DOCUMENT TEXT
Umimayanthus parasiticus, commonly known as the sponge zoanthid, is a species of coral in the order Zoantharia which grows symbiotically on several species of sponge. It is found in shallow waters in the Caribbean Sea and the Gulf of Mexico.

==Description==
The polyps of Umimayanthus parasiticus superficially resemble rather small sea anemones. They grow either singly or in small groups of two or three on the surface of certain species of sponge. The polyps are joined by a thin layer of tissue called coenenchyme and occur at densities of 3 to 10 per square centimetre (20 to 60 per square inch). The distances between the polyps widens as they spread out over the surface of the host sponge by budding. The polyp's column is encrusted with sand particles and calcareous material and is white. The oral disc is up to 6 mm in diameter and there are two rings of tentacles round the edge with about 14 tentacles in each. These are brown and contain symbiotic zooxanthellae, unicellular photosynthetic algae which supply the polyp with nutrients while benefiting from its nitrogenous waste.

==Distribution and habitat==
Umimayanthus parasiticus is found in the Caribbean Sea, the Gulf of Mexico, Florida, Bermuda and the Bahamas at depths varying from 7.5 to 30 m. It is common where its host sponges are found. These include Cliona deletrix and other Cliona spp., Gelloides ramosa, Callyspongia vaginalis and Spheciospongia spp..

==Biology==
Like other corals, the polyps of Umimayanthus parasiticus extend their tentacles to feed on zooplankton. It is probable that the coral benefits from the flow of water into and out of the sponge which increases the number of food particles coming within its reach. The sponge is a filter feeder and feeds on the bacteria and dissolved organic matter it removes from the water passing through its tissues. The presence of the coral obstructs the inflow of water. Some sponges produce anti-fouling compounds which they release into the surrounding water to try to prevent other organisms colonizing their surface. Nevertheless, an ongoing study of sponges colonized by zoanthid corals showed positive benefits to the sponge in growth and survival rates so the association seems to be mutualistic.

The sexes are separate in Umimayanthus parasiticus. Oocytes start developing in February and become mature when the water temperature rises to about 27 °C in July. Spawning takes place precisely two nights after the full moon during the next three months, with the main spawning event taking place in September. The eggs are shed singly and contain no zooxanthellae and fertilisation occurs in the water column. Little is known of the development of the larvae.

PROVIDED RECORDS
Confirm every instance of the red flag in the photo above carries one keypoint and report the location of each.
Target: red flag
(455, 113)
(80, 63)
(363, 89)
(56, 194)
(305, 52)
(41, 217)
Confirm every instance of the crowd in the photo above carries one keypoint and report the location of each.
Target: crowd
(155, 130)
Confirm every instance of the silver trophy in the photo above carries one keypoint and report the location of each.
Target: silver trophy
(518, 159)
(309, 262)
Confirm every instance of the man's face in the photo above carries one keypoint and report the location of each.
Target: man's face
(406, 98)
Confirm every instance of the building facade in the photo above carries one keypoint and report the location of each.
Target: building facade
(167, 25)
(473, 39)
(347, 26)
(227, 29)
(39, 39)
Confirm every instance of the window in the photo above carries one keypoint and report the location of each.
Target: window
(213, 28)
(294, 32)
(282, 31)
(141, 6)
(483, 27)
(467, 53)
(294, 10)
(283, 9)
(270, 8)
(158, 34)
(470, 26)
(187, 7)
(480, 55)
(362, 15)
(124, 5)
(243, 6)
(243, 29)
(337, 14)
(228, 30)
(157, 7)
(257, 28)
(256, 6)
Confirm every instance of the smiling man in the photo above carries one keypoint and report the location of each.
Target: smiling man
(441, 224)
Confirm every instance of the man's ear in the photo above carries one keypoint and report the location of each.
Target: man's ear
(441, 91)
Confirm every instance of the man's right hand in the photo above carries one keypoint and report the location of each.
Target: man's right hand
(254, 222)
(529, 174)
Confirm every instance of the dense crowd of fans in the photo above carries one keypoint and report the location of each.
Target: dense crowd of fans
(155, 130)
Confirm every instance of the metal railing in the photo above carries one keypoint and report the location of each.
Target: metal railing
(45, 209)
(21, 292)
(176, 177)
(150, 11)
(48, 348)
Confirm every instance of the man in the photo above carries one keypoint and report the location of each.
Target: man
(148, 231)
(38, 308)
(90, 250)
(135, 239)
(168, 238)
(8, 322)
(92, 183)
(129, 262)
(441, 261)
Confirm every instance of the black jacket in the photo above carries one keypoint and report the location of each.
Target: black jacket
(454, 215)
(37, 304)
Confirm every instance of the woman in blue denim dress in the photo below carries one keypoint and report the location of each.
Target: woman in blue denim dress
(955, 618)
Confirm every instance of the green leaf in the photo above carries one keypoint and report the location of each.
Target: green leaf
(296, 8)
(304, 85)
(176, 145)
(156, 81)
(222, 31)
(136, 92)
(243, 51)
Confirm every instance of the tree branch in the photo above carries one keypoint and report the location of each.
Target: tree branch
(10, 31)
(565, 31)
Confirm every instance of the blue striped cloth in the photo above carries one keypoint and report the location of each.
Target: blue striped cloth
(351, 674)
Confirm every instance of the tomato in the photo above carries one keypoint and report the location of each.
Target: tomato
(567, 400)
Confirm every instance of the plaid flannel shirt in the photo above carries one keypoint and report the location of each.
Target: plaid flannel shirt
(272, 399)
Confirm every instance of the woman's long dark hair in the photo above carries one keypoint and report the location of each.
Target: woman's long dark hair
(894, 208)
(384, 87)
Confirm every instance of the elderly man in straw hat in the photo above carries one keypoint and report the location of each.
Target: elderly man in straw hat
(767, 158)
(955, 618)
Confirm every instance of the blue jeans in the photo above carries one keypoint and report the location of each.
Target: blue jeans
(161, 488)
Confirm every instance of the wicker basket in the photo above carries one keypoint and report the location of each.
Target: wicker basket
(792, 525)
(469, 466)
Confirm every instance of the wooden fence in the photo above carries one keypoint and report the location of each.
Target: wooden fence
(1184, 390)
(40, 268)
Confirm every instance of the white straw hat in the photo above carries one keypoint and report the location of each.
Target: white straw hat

WHAT IS REQUIRED
Answer these about the sponge zoanthid article:
1. About how many tentacles are in each ring around the oral disc?
2. At what range of depths is the species found?
3. How many nights after the full moon does spawning take place?
The data has nothing to do with what comes next.

WRITTEN RESPONSE
1. About 14
2. From 7.5 to 30 m
3. Two nights